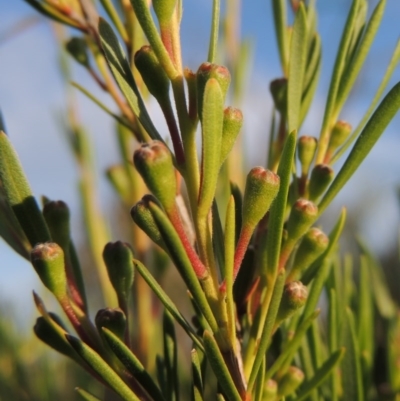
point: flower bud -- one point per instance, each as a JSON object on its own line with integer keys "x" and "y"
{"x": 77, "y": 48}
{"x": 118, "y": 257}
{"x": 262, "y": 186}
{"x": 340, "y": 132}
{"x": 204, "y": 73}
{"x": 153, "y": 75}
{"x": 142, "y": 216}
{"x": 302, "y": 216}
{"x": 164, "y": 10}
{"x": 233, "y": 121}
{"x": 321, "y": 177}
{"x": 270, "y": 390}
{"x": 306, "y": 147}
{"x": 52, "y": 335}
{"x": 290, "y": 381}
{"x": 294, "y": 297}
{"x": 57, "y": 216}
{"x": 154, "y": 163}
{"x": 312, "y": 245}
{"x": 48, "y": 261}
{"x": 113, "y": 319}
{"x": 278, "y": 89}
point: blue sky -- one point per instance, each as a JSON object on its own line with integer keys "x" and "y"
{"x": 32, "y": 93}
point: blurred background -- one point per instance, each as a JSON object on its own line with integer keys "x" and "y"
{"x": 32, "y": 101}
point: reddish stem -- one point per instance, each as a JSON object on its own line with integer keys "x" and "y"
{"x": 241, "y": 248}
{"x": 198, "y": 266}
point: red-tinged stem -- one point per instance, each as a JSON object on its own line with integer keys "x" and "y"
{"x": 241, "y": 248}
{"x": 174, "y": 131}
{"x": 166, "y": 37}
{"x": 198, "y": 267}
{"x": 66, "y": 305}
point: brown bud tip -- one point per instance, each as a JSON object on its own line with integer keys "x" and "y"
{"x": 321, "y": 177}
{"x": 302, "y": 216}
{"x": 154, "y": 163}
{"x": 278, "y": 89}
{"x": 262, "y": 186}
{"x": 48, "y": 261}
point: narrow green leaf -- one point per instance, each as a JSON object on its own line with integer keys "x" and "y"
{"x": 219, "y": 367}
{"x": 259, "y": 384}
{"x": 229, "y": 246}
{"x": 268, "y": 327}
{"x": 166, "y": 301}
{"x": 333, "y": 333}
{"x": 394, "y": 61}
{"x": 382, "y": 297}
{"x": 311, "y": 79}
{"x": 101, "y": 367}
{"x": 297, "y": 63}
{"x": 19, "y": 196}
{"x": 335, "y": 80}
{"x": 197, "y": 379}
{"x": 350, "y": 367}
{"x": 218, "y": 239}
{"x": 10, "y": 229}
{"x": 170, "y": 357}
{"x": 279, "y": 10}
{"x": 132, "y": 363}
{"x": 353, "y": 68}
{"x": 212, "y": 123}
{"x": 212, "y": 48}
{"x": 292, "y": 346}
{"x": 115, "y": 18}
{"x": 122, "y": 72}
{"x": 85, "y": 395}
{"x": 367, "y": 139}
{"x": 320, "y": 375}
{"x": 365, "y": 316}
{"x": 100, "y": 104}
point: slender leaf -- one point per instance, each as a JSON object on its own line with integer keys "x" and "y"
{"x": 382, "y": 298}
{"x": 85, "y": 395}
{"x": 101, "y": 367}
{"x": 350, "y": 367}
{"x": 122, "y": 72}
{"x": 367, "y": 139}
{"x": 197, "y": 379}
{"x": 297, "y": 64}
{"x": 219, "y": 367}
{"x": 132, "y": 363}
{"x": 212, "y": 48}
{"x": 166, "y": 301}
{"x": 19, "y": 196}
{"x": 268, "y": 327}
{"x": 292, "y": 346}
{"x": 279, "y": 10}
{"x": 354, "y": 66}
{"x": 170, "y": 357}
{"x": 335, "y": 80}
{"x": 320, "y": 375}
{"x": 394, "y": 61}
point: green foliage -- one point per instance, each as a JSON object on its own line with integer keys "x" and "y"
{"x": 254, "y": 332}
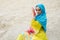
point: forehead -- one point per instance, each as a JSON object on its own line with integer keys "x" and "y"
{"x": 37, "y": 8}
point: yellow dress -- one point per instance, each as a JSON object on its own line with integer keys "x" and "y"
{"x": 38, "y": 35}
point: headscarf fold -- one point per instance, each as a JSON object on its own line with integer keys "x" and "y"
{"x": 41, "y": 18}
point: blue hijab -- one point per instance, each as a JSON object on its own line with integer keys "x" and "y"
{"x": 41, "y": 18}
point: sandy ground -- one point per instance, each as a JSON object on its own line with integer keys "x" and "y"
{"x": 15, "y": 17}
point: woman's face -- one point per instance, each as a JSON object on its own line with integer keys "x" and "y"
{"x": 38, "y": 10}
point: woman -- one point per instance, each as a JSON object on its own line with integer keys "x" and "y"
{"x": 37, "y": 30}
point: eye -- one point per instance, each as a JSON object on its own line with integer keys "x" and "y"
{"x": 38, "y": 9}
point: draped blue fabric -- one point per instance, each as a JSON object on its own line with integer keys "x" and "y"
{"x": 41, "y": 18}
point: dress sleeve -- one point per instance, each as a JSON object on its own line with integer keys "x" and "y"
{"x": 36, "y": 25}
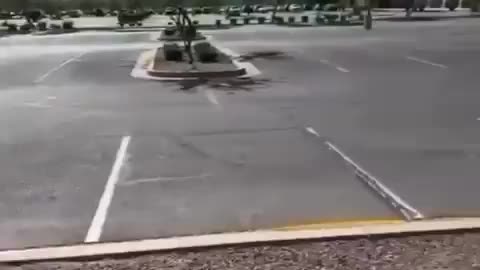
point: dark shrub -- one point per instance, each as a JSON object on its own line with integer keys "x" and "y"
{"x": 172, "y": 52}
{"x": 205, "y": 52}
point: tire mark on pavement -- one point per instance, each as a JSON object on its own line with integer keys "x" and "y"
{"x": 426, "y": 62}
{"x": 337, "y": 67}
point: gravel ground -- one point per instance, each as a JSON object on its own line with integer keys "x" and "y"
{"x": 448, "y": 251}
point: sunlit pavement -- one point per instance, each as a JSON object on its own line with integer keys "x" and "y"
{"x": 169, "y": 159}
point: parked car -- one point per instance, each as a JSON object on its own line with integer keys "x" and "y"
{"x": 99, "y": 12}
{"x": 206, "y": 10}
{"x": 233, "y": 11}
{"x": 196, "y": 10}
{"x": 75, "y": 13}
{"x": 307, "y": 7}
{"x": 452, "y": 4}
{"x": 5, "y": 15}
{"x": 419, "y": 5}
{"x": 247, "y": 9}
{"x": 295, "y": 8}
{"x": 331, "y": 7}
{"x": 34, "y": 15}
{"x": 266, "y": 9}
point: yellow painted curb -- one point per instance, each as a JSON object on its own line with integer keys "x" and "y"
{"x": 338, "y": 224}
{"x": 214, "y": 240}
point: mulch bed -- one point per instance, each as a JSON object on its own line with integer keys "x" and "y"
{"x": 447, "y": 251}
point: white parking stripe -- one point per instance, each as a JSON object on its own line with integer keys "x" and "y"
{"x": 423, "y": 61}
{"x": 337, "y": 67}
{"x": 96, "y": 227}
{"x": 57, "y": 68}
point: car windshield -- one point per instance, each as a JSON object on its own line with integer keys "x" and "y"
{"x": 251, "y": 121}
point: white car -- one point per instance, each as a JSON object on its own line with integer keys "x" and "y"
{"x": 266, "y": 9}
{"x": 295, "y": 8}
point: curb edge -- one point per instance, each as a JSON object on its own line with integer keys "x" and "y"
{"x": 242, "y": 238}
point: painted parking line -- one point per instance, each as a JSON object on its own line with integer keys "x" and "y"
{"x": 426, "y": 62}
{"x": 326, "y": 224}
{"x": 96, "y": 227}
{"x": 337, "y": 67}
{"x": 408, "y": 211}
{"x": 57, "y": 68}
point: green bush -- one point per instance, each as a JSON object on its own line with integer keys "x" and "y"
{"x": 68, "y": 25}
{"x": 205, "y": 52}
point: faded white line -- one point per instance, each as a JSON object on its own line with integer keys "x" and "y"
{"x": 312, "y": 131}
{"x": 162, "y": 179}
{"x": 212, "y": 97}
{"x": 96, "y": 227}
{"x": 57, "y": 68}
{"x": 337, "y": 67}
{"x": 37, "y": 105}
{"x": 423, "y": 61}
{"x": 378, "y": 186}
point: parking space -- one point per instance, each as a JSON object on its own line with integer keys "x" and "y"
{"x": 50, "y": 188}
{"x": 234, "y": 182}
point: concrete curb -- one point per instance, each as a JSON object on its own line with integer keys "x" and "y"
{"x": 197, "y": 74}
{"x": 214, "y": 240}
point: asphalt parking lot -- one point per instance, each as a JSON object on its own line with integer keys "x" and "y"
{"x": 89, "y": 153}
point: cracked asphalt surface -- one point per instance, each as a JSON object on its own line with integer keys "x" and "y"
{"x": 399, "y": 100}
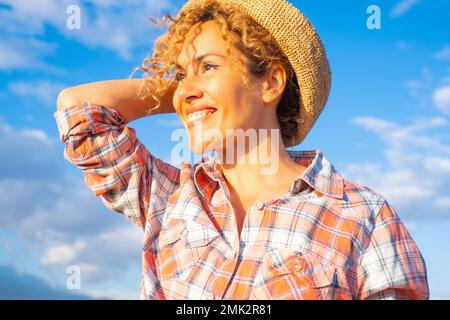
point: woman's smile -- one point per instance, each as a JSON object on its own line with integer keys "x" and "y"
{"x": 199, "y": 116}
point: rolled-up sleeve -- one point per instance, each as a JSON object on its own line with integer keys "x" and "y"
{"x": 391, "y": 266}
{"x": 116, "y": 165}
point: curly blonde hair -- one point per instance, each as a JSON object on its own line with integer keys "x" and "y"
{"x": 238, "y": 30}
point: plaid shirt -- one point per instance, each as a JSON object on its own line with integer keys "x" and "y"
{"x": 326, "y": 238}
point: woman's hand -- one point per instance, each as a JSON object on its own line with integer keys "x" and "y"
{"x": 120, "y": 95}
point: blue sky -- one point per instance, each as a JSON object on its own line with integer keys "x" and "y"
{"x": 386, "y": 125}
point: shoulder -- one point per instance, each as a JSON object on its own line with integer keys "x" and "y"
{"x": 363, "y": 202}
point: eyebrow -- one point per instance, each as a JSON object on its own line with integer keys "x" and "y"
{"x": 200, "y": 58}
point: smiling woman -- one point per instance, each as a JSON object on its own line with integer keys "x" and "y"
{"x": 221, "y": 229}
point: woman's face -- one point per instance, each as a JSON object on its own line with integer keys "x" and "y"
{"x": 215, "y": 82}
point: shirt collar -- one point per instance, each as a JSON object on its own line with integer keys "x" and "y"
{"x": 320, "y": 174}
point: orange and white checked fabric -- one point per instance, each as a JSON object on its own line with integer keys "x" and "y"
{"x": 326, "y": 238}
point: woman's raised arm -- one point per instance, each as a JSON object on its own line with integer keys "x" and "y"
{"x": 120, "y": 95}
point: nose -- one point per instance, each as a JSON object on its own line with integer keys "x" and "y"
{"x": 189, "y": 90}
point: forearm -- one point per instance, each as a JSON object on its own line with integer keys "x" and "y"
{"x": 120, "y": 95}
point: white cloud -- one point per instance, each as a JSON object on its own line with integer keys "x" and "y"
{"x": 441, "y": 98}
{"x": 442, "y": 202}
{"x": 45, "y": 92}
{"x": 443, "y": 54}
{"x": 120, "y": 26}
{"x": 402, "y": 7}
{"x": 26, "y": 53}
{"x": 63, "y": 254}
{"x": 54, "y": 213}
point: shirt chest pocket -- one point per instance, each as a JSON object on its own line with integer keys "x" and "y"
{"x": 288, "y": 275}
{"x": 184, "y": 245}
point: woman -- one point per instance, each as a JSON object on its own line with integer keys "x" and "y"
{"x": 223, "y": 229}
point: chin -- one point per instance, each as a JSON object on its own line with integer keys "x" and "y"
{"x": 201, "y": 147}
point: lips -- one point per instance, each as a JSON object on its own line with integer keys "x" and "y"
{"x": 202, "y": 115}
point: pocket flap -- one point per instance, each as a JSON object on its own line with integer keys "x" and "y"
{"x": 192, "y": 233}
{"x": 306, "y": 268}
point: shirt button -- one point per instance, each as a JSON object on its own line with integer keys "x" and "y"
{"x": 296, "y": 265}
{"x": 230, "y": 255}
{"x": 259, "y": 205}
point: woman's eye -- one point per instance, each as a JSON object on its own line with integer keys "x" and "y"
{"x": 178, "y": 76}
{"x": 209, "y": 65}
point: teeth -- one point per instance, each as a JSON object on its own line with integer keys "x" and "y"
{"x": 197, "y": 115}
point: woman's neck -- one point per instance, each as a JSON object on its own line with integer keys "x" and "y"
{"x": 260, "y": 170}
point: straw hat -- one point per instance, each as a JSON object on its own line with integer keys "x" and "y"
{"x": 301, "y": 44}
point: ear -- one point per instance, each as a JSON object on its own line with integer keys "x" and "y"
{"x": 274, "y": 83}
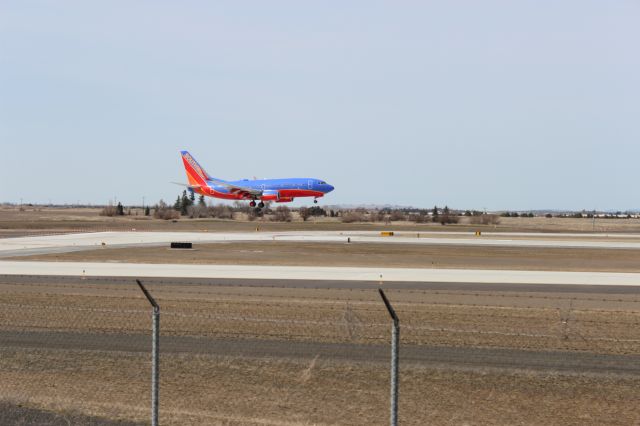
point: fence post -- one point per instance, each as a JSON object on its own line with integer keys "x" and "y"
{"x": 395, "y": 339}
{"x": 155, "y": 354}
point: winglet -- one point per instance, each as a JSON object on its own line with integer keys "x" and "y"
{"x": 196, "y": 175}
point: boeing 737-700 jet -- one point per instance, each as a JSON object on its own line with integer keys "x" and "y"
{"x": 278, "y": 190}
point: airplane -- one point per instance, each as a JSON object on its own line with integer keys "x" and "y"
{"x": 257, "y": 190}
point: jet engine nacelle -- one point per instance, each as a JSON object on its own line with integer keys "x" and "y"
{"x": 284, "y": 200}
{"x": 274, "y": 195}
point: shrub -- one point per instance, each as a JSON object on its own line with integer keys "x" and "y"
{"x": 352, "y": 216}
{"x": 109, "y": 211}
{"x": 162, "y": 211}
{"x": 485, "y": 219}
{"x": 397, "y": 215}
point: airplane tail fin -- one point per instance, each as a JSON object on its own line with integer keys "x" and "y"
{"x": 196, "y": 175}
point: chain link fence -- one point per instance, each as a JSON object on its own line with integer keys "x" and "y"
{"x": 235, "y": 352}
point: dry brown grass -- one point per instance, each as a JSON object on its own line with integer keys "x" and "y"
{"x": 236, "y": 391}
{"x": 46, "y": 219}
{"x": 250, "y": 390}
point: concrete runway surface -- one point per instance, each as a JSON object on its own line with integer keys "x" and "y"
{"x": 139, "y": 270}
{"x": 21, "y": 246}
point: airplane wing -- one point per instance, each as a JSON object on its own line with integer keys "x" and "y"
{"x": 187, "y": 186}
{"x": 243, "y": 190}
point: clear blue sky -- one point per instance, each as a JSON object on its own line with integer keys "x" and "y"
{"x": 496, "y": 104}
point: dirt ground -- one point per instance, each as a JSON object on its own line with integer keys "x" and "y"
{"x": 249, "y": 389}
{"x": 38, "y": 220}
{"x": 368, "y": 255}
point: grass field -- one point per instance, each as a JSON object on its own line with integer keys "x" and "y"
{"x": 62, "y": 356}
{"x": 256, "y": 389}
{"x": 14, "y": 222}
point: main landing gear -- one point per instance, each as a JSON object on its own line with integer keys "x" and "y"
{"x": 258, "y": 207}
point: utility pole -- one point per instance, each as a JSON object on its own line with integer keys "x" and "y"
{"x": 395, "y": 340}
{"x": 155, "y": 354}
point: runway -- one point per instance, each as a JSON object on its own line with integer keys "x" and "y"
{"x": 21, "y": 246}
{"x": 379, "y": 275}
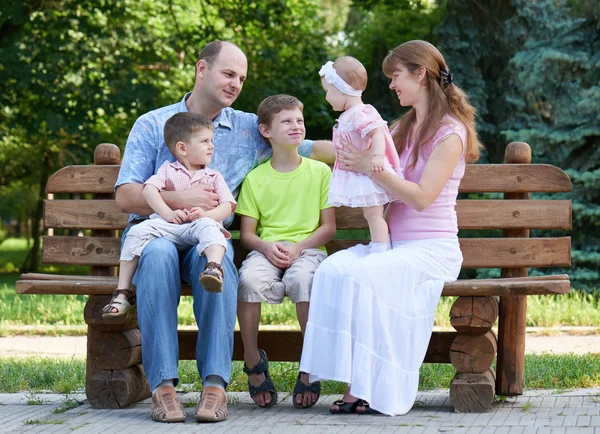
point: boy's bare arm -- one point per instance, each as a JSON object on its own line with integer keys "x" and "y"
{"x": 324, "y": 233}
{"x": 324, "y": 151}
{"x": 251, "y": 241}
{"x": 219, "y": 213}
{"x": 153, "y": 197}
{"x": 130, "y": 199}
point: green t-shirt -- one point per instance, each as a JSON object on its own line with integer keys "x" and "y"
{"x": 287, "y": 206}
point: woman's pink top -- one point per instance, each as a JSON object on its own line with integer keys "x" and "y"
{"x": 439, "y": 219}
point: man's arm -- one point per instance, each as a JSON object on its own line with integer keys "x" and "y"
{"x": 324, "y": 151}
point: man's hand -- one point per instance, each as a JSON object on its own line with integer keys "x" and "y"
{"x": 196, "y": 213}
{"x": 202, "y": 196}
{"x": 177, "y": 216}
{"x": 292, "y": 252}
{"x": 377, "y": 163}
{"x": 276, "y": 253}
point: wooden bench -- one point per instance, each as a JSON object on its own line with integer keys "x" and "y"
{"x": 115, "y": 377}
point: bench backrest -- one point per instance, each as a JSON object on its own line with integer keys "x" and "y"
{"x": 95, "y": 209}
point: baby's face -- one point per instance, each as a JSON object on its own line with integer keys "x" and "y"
{"x": 334, "y": 97}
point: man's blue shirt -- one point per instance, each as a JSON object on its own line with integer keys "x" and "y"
{"x": 239, "y": 146}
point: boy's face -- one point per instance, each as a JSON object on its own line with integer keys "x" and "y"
{"x": 334, "y": 97}
{"x": 198, "y": 150}
{"x": 286, "y": 129}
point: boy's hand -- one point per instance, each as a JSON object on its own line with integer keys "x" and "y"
{"x": 377, "y": 163}
{"x": 177, "y": 216}
{"x": 276, "y": 254}
{"x": 196, "y": 213}
{"x": 292, "y": 252}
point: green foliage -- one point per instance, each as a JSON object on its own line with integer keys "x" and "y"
{"x": 77, "y": 73}
{"x": 532, "y": 71}
{"x": 373, "y": 29}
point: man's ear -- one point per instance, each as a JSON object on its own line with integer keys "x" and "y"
{"x": 201, "y": 68}
{"x": 264, "y": 130}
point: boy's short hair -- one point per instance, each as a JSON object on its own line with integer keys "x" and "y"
{"x": 181, "y": 126}
{"x": 274, "y": 104}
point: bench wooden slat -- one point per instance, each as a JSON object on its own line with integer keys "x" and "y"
{"x": 477, "y": 252}
{"x": 95, "y": 251}
{"x": 514, "y": 214}
{"x": 489, "y": 214}
{"x": 510, "y": 178}
{"x": 84, "y": 214}
{"x": 84, "y": 179}
{"x": 286, "y": 345}
{"x": 472, "y": 214}
{"x": 514, "y": 178}
{"x": 491, "y": 252}
{"x": 100, "y": 285}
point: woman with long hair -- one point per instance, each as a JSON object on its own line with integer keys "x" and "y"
{"x": 371, "y": 314}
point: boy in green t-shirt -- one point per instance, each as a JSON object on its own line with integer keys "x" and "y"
{"x": 285, "y": 223}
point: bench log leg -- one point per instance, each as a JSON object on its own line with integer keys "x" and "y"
{"x": 472, "y": 353}
{"x": 114, "y": 375}
{"x": 513, "y": 310}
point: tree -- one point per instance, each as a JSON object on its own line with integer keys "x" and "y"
{"x": 531, "y": 70}
{"x": 76, "y": 73}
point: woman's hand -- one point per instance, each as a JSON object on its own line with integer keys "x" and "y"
{"x": 378, "y": 164}
{"x": 350, "y": 158}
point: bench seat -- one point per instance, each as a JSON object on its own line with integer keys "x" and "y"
{"x": 34, "y": 283}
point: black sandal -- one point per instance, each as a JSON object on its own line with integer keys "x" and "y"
{"x": 301, "y": 388}
{"x": 344, "y": 407}
{"x": 267, "y": 385}
{"x": 368, "y": 409}
{"x": 122, "y": 306}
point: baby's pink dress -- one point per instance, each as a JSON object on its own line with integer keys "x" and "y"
{"x": 353, "y": 189}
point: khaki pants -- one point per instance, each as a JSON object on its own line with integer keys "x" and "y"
{"x": 261, "y": 281}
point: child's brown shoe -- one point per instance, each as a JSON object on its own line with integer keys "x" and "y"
{"x": 212, "y": 277}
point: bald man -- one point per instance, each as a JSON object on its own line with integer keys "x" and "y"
{"x": 221, "y": 71}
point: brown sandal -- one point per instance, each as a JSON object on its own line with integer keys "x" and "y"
{"x": 212, "y": 277}
{"x": 122, "y": 306}
{"x": 212, "y": 406}
{"x": 166, "y": 407}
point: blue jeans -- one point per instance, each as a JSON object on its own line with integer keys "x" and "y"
{"x": 158, "y": 289}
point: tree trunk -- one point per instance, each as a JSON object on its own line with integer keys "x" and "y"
{"x": 32, "y": 261}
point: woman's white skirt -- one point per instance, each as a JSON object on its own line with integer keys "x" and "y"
{"x": 371, "y": 318}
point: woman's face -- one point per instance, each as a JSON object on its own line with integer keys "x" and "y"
{"x": 407, "y": 85}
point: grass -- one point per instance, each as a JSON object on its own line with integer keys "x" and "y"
{"x": 67, "y": 376}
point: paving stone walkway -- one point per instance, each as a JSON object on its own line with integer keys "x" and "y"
{"x": 537, "y": 411}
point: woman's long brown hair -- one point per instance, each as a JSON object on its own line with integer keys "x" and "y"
{"x": 443, "y": 99}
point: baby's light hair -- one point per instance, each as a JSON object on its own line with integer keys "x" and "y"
{"x": 275, "y": 104}
{"x": 352, "y": 72}
{"x": 181, "y": 126}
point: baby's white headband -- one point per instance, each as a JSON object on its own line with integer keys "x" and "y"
{"x": 332, "y": 77}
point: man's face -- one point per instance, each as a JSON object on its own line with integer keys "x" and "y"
{"x": 223, "y": 80}
{"x": 286, "y": 129}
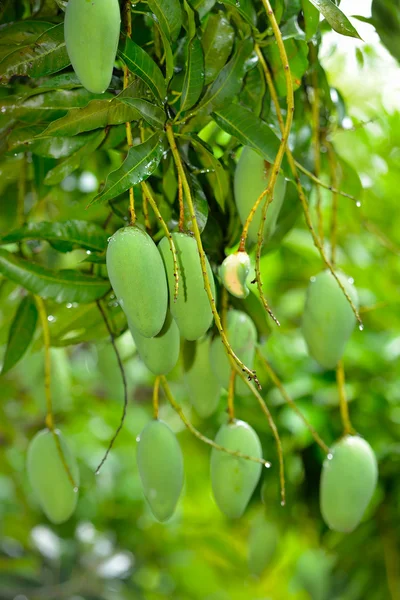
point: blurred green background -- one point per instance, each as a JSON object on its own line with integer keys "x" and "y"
{"x": 112, "y": 548}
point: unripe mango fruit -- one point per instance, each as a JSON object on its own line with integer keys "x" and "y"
{"x": 192, "y": 310}
{"x": 137, "y": 275}
{"x": 160, "y": 463}
{"x": 91, "y": 30}
{"x": 234, "y": 479}
{"x": 234, "y": 272}
{"x": 242, "y": 336}
{"x": 203, "y": 387}
{"x": 348, "y": 482}
{"x": 161, "y": 352}
{"x": 328, "y": 319}
{"x": 263, "y": 541}
{"x": 48, "y": 477}
{"x": 251, "y": 179}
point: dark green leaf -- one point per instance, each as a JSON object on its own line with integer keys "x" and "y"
{"x": 140, "y": 163}
{"x": 153, "y": 114}
{"x": 249, "y": 129}
{"x": 21, "y": 333}
{"x": 335, "y": 17}
{"x": 64, "y": 236}
{"x": 229, "y": 81}
{"x": 169, "y": 16}
{"x": 46, "y": 55}
{"x": 140, "y": 63}
{"x": 61, "y": 286}
{"x": 217, "y": 41}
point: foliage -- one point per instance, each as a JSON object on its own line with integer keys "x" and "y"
{"x": 66, "y": 169}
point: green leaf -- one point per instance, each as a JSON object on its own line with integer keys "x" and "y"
{"x": 98, "y": 113}
{"x": 153, "y": 114}
{"x": 245, "y": 8}
{"x": 140, "y": 63}
{"x": 229, "y": 81}
{"x": 311, "y": 18}
{"x": 217, "y": 41}
{"x": 21, "y": 333}
{"x": 335, "y": 17}
{"x": 61, "y": 286}
{"x": 64, "y": 236}
{"x": 194, "y": 75}
{"x": 140, "y": 163}
{"x": 169, "y": 16}
{"x": 46, "y": 55}
{"x": 249, "y": 129}
{"x": 72, "y": 163}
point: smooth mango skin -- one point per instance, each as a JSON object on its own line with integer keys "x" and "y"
{"x": 328, "y": 319}
{"x": 242, "y": 336}
{"x": 48, "y": 478}
{"x": 234, "y": 272}
{"x": 203, "y": 387}
{"x": 161, "y": 352}
{"x": 263, "y": 541}
{"x": 137, "y": 276}
{"x": 91, "y": 30}
{"x": 234, "y": 479}
{"x": 191, "y": 310}
{"x": 251, "y": 179}
{"x": 160, "y": 463}
{"x": 347, "y": 484}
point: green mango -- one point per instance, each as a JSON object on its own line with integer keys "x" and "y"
{"x": 234, "y": 272}
{"x": 234, "y": 479}
{"x": 160, "y": 463}
{"x": 251, "y": 179}
{"x": 91, "y": 30}
{"x": 263, "y": 541}
{"x": 137, "y": 276}
{"x": 48, "y": 478}
{"x": 161, "y": 352}
{"x": 328, "y": 319}
{"x": 242, "y": 336}
{"x": 203, "y": 387}
{"x": 348, "y": 481}
{"x": 192, "y": 310}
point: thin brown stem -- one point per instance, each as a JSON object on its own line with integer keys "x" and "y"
{"x": 199, "y": 435}
{"x": 47, "y": 386}
{"x": 124, "y": 382}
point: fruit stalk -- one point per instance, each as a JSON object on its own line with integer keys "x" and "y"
{"x": 47, "y": 384}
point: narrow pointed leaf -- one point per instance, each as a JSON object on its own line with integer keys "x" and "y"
{"x": 64, "y": 236}
{"x": 21, "y": 333}
{"x": 61, "y": 286}
{"x": 335, "y": 17}
{"x": 140, "y": 163}
{"x": 142, "y": 65}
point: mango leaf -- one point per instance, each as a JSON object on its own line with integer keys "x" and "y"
{"x": 73, "y": 162}
{"x": 140, "y": 163}
{"x": 21, "y": 332}
{"x": 229, "y": 81}
{"x": 98, "y": 113}
{"x": 142, "y": 65}
{"x": 311, "y": 18}
{"x": 46, "y": 55}
{"x": 249, "y": 129}
{"x": 194, "y": 75}
{"x": 64, "y": 236}
{"x": 61, "y": 286}
{"x": 335, "y": 17}
{"x": 217, "y": 41}
{"x": 153, "y": 114}
{"x": 169, "y": 16}
{"x": 245, "y": 8}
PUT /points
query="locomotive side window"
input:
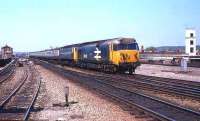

************

Short task
Count the lines in the entries that contain the word "shrub", treating case as significant. Give only the number.

Answer for the task
2